> BRIEF
Report each line in the items below that contains the string "POLYGON". Copy every such line in full.

-- start of INFORMATION SHOWN --

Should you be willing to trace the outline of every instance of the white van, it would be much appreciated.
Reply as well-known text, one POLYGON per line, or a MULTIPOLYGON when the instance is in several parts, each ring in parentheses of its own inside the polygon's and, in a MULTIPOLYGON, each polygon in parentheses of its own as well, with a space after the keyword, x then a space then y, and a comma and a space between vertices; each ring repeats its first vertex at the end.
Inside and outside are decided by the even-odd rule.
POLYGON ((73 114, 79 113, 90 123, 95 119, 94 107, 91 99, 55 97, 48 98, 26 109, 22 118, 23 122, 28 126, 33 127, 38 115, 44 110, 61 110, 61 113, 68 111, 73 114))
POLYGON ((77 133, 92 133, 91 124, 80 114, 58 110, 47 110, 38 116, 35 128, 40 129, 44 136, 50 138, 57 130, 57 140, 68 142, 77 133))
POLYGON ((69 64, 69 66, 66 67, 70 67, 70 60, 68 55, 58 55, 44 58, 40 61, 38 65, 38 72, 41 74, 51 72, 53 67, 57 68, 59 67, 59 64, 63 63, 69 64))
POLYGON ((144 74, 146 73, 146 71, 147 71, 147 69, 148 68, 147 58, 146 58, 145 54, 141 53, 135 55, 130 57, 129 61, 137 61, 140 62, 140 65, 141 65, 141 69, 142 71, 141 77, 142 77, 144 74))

-- end of INFORMATION SHOWN --

> ANSWER TO THIS TASK
Reply as well-known text, one POLYGON per line, or a MULTIPOLYGON when the instance is in several parts, each ring in parentheses of its own inside the polygon's and, in a MULTIPOLYGON, each polygon in parentheses of its own as well, with a space after the keyword, x then a space then y, and a comma and a space between vertices; each ring repeats its first vertex at the end.
POLYGON ((73 114, 79 113, 90 123, 95 119, 94 107, 91 99, 55 97, 48 98, 26 109, 22 118, 23 122, 28 126, 33 127, 38 115, 44 110, 61 110, 61 113, 68 111, 73 114))
POLYGON ((77 133, 92 133, 91 124, 80 114, 58 110, 47 110, 38 116, 35 128, 40 129, 44 136, 50 138, 57 130, 57 140, 68 142, 77 133))
POLYGON ((69 64, 69 66, 66 67, 70 67, 70 60, 68 55, 58 55, 44 58, 40 61, 38 65, 38 72, 41 74, 51 72, 53 67, 57 68, 59 67, 59 64, 63 63, 69 64))
POLYGON ((144 74, 146 73, 146 71, 147 71, 147 69, 148 68, 147 58, 146 58, 145 54, 141 53, 135 55, 130 57, 129 61, 137 61, 140 62, 140 65, 141 65, 141 69, 142 71, 141 77, 142 77, 144 74))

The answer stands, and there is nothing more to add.